Without including any pictures, write out the listing below exactly.

DATA LINES

┌────────

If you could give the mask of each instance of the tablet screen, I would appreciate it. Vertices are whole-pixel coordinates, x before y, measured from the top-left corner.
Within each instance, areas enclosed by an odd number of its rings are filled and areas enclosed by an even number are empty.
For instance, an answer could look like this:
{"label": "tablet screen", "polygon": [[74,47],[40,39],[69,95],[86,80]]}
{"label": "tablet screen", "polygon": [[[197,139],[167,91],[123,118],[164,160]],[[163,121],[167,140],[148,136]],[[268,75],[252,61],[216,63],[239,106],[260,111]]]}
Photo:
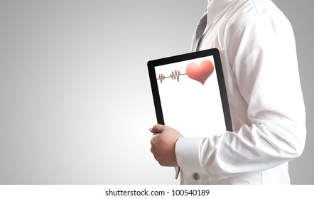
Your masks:
{"label": "tablet screen", "polygon": [[223,74],[221,68],[217,72],[214,55],[179,60],[153,67],[155,77],[151,81],[155,82],[153,93],[158,95],[154,99],[160,104],[156,113],[163,119],[158,123],[178,130],[185,137],[221,134],[229,125],[226,124],[226,108],[227,117],[229,113],[227,99],[222,100],[222,97],[227,97],[225,93],[221,95],[225,92],[224,82],[220,84]]}

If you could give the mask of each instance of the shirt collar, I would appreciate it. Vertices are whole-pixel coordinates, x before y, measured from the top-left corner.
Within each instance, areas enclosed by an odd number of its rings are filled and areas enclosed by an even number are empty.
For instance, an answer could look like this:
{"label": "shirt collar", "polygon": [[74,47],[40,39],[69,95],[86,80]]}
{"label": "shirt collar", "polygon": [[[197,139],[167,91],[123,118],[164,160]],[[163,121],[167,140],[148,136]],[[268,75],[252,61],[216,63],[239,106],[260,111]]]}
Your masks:
{"label": "shirt collar", "polygon": [[233,0],[207,0],[207,25],[210,26],[212,21],[220,14],[224,8]]}

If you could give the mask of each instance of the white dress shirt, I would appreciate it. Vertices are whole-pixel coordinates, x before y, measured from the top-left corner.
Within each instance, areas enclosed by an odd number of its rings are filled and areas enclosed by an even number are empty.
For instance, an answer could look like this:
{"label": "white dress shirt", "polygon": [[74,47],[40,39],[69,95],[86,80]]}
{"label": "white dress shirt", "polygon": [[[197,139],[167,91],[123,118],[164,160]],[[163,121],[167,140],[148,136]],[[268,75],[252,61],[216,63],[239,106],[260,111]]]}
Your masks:
{"label": "white dress shirt", "polygon": [[234,131],[180,138],[181,183],[289,184],[306,134],[291,26],[270,0],[208,1],[207,12],[199,50],[220,52]]}

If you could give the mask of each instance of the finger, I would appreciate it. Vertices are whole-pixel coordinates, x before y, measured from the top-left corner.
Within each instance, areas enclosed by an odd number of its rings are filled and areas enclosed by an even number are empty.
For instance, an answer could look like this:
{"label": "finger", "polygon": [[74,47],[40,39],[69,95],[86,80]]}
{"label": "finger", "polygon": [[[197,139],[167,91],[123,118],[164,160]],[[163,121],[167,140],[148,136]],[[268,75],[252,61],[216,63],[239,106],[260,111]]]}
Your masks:
{"label": "finger", "polygon": [[164,125],[157,124],[155,126],[153,126],[153,128],[149,129],[149,131],[153,134],[159,134],[161,133],[164,130],[164,129],[165,129]]}

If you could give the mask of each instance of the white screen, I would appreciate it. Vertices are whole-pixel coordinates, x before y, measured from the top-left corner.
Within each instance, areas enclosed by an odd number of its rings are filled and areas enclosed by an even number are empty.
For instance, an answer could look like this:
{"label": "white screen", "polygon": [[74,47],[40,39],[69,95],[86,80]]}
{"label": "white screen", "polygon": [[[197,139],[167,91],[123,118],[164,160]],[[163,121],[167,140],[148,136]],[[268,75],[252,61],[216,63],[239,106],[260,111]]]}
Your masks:
{"label": "white screen", "polygon": [[[197,75],[202,75],[204,81],[204,74],[210,73],[210,67],[201,64],[204,60],[210,61],[214,70],[202,84]],[[191,63],[195,63],[194,68],[190,69],[190,70],[187,69]],[[226,130],[213,56],[155,69],[165,125],[178,130],[185,137],[220,135]]]}

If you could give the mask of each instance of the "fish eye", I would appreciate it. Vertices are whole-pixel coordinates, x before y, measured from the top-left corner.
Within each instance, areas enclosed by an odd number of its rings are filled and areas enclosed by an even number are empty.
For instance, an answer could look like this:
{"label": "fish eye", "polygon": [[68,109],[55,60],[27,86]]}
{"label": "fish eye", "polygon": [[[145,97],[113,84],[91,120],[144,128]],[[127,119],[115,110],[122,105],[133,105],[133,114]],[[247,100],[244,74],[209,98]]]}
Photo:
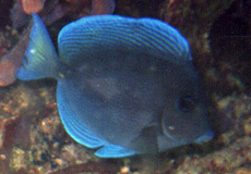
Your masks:
{"label": "fish eye", "polygon": [[183,112],[192,112],[195,109],[196,103],[192,97],[187,96],[179,98],[176,101],[176,107]]}

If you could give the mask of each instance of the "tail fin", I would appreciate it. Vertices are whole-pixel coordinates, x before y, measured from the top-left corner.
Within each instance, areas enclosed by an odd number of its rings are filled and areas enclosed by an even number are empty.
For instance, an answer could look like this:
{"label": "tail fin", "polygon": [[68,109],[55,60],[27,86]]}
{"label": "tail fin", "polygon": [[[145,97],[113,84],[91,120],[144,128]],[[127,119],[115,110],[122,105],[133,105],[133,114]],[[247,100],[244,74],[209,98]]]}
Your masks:
{"label": "tail fin", "polygon": [[56,77],[58,60],[46,26],[40,17],[33,13],[28,48],[22,61],[23,65],[15,73],[16,77],[23,80]]}

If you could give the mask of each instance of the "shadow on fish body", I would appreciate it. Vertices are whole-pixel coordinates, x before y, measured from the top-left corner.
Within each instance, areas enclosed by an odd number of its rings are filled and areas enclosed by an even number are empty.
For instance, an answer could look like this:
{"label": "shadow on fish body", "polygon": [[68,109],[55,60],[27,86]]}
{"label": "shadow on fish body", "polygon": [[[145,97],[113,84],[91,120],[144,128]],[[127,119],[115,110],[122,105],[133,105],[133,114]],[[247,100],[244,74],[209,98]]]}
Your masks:
{"label": "shadow on fish body", "polygon": [[59,53],[33,14],[23,80],[53,77],[68,134],[100,158],[156,154],[213,138],[188,41],[154,18],[83,17],[62,28]]}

└────────

RESULT OF THIS EXERCISE
If you could give the mask of each instance of the tablet screen, I would appreciate it. Vertices are whole-pixel coordinates, x before y, measured from the top-left corner.
Within each instance, areas enclosed by an odd number of its rings are filled and areas enclosed by an even number are empty.
For instance, an answer could look like this:
{"label": "tablet screen", "polygon": [[74,47],[40,39],[69,95],[86,80]]}
{"label": "tablet screen", "polygon": [[[197,139],[167,91],[123,118],[164,160]],[[163,121],[167,140],[148,136]],[[268,75],[252,61],[216,63],[239,106],[260,111]]]}
Photo:
Your masks:
{"label": "tablet screen", "polygon": [[223,74],[221,68],[217,72],[214,55],[179,60],[153,67],[155,77],[151,81],[155,82],[153,93],[158,95],[154,99],[160,104],[156,113],[163,119],[158,123],[178,130],[185,137],[221,134],[229,125],[226,124],[226,108],[227,117],[229,113],[227,99],[222,100],[222,97],[227,97],[225,93],[221,95],[225,92],[224,82],[220,84]]}

If you could give the mask of each instance of the shirt collar, I would appreciate it. Vertices are whole-pixel coordinates, x before y, measured from the top-left corner.
Within each instance, areas enclosed by an odd number of its rings are filled and areas enclosed by an even number are empty.
For instance, an answer could look like this:
{"label": "shirt collar", "polygon": [[74,47],[40,39],[69,95],[86,80]]}
{"label": "shirt collar", "polygon": [[[197,139],[167,91],[123,118],[164,160]],[[163,121],[167,140],[148,136]],[[268,75],[252,61],[216,63],[239,106],[260,111]]]}
Your masks:
{"label": "shirt collar", "polygon": [[233,0],[207,0],[207,25],[210,26],[212,21],[220,14],[224,8]]}

If you could give the mask of each instance of the white dress shirt, I would appreciate it. Vertices are whole-pixel coordinates, x before y, measured from the top-left corner.
Within each instance, areas enclosed by an odd number of its rings are filled and areas enclosed by an even number are empty.
For instance, an answer could look like this:
{"label": "white dress shirt", "polygon": [[74,47],[40,39],[69,95],[86,80]]}
{"label": "white dress shirt", "polygon": [[[197,139],[167,91],[123,118],[164,160]],[[163,121],[167,140],[148,136]],[[268,75],[252,61],[216,63],[239,106],[260,111]]]}
Your masks:
{"label": "white dress shirt", "polygon": [[234,131],[180,138],[181,183],[289,184],[306,134],[291,26],[270,0],[208,1],[207,12],[199,50],[220,52]]}

If you could give the mask of each instance of the finger, I would appreciate it. Vertices are whole-pixel coordinates, x before y, measured from the top-left corner.
Within each instance, areas enclosed by an odd number of its rings are filled and areas enclosed by an even number are empty.
For instance, an answer could look like this:
{"label": "finger", "polygon": [[74,47],[40,39],[69,95],[86,80]]}
{"label": "finger", "polygon": [[[197,139],[167,91],[123,118],[164,160]],[[163,121],[167,140],[148,136]],[[268,75],[252,61],[216,63],[239,106],[260,111]]]}
Your masks:
{"label": "finger", "polygon": [[164,125],[157,124],[155,126],[153,126],[153,128],[149,129],[149,131],[153,134],[159,134],[161,133],[164,130],[164,129],[165,129]]}

If you could give the mask of each instance of the white screen, I would appreciate it. Vertices are whole-pixel coordinates, x before y, measured from the top-left corner.
Within each instance, areas enclosed by an odd number of its rings are filled and areas enclosed by an even number are empty.
For instance, an answer could look like this:
{"label": "white screen", "polygon": [[74,47],[40,39],[69,95],[86,80]]}
{"label": "white screen", "polygon": [[[197,139],[167,91],[123,118],[164,160]],[[163,121],[167,140],[148,136]],[[268,75],[252,61],[216,63],[239,106],[260,111]]]}
Your masks:
{"label": "white screen", "polygon": [[[197,75],[202,75],[204,81],[204,74],[210,73],[210,67],[201,64],[204,60],[210,61],[214,70],[202,84]],[[191,63],[195,63],[194,68],[190,69],[190,70],[187,69]],[[226,130],[213,56],[155,69],[165,125],[178,130],[185,137],[220,135]]]}

If you could give the mask of each instance of the "fish eye", I would appreciate it. Vertices are whole-pixel coordinates, x before y, measured from the top-left corner.
Within each instance, areas enclosed by an odd number of its rings are filled and areas enclosed by an even number are empty.
For instance, an answer could look like this:
{"label": "fish eye", "polygon": [[68,109],[55,60],[27,86]]}
{"label": "fish eye", "polygon": [[[145,97],[113,84],[91,120],[144,128]],[[127,119],[115,110],[122,105],[133,105],[133,114]],[[247,100],[244,74],[209,98]]]}
Photo:
Your masks:
{"label": "fish eye", "polygon": [[183,112],[192,112],[195,109],[196,103],[192,97],[187,96],[179,98],[176,101],[176,107]]}

If you could give the mask of each instance of the "tail fin", I would appreciate it. Vertices are whole-pixel coordinates, x before y, measured from the top-left corner.
Within each instance, areas enclosed by an odd number of its rings are filled and areas enclosed by an even number are empty.
For instance, an answer could look like this:
{"label": "tail fin", "polygon": [[68,109],[55,60],[27,86]]}
{"label": "tail fin", "polygon": [[[145,97],[113,84],[91,120],[144,128]],[[127,119],[115,110],[122,105],[133,105],[133,114]],[[247,100],[244,74],[209,98]]]}
Your masks:
{"label": "tail fin", "polygon": [[56,77],[58,60],[46,26],[40,17],[33,13],[28,48],[22,61],[23,65],[15,73],[16,77],[23,80]]}

If you could give the mask of each instance of the "shadow on fish body", I would appreciate it. Vertices are whole-pixel coordinates, x before y, measured from the top-left corner.
Within each instance, areas enclosed by an odd number of its rings are filled and areas enclosed by an even number are empty.
For instance, an answer could look like this:
{"label": "shadow on fish body", "polygon": [[68,109],[55,60],[27,86]]}
{"label": "shadow on fish body", "polygon": [[[145,97],[113,84],[91,120],[144,128]],[[127,119],[115,110],[122,105],[133,105],[133,114]],[[247,100],[244,74],[209,98]]]}
Your masks:
{"label": "shadow on fish body", "polygon": [[59,53],[33,14],[23,80],[53,77],[68,134],[100,158],[156,154],[213,138],[188,41],[154,18],[83,17],[62,28]]}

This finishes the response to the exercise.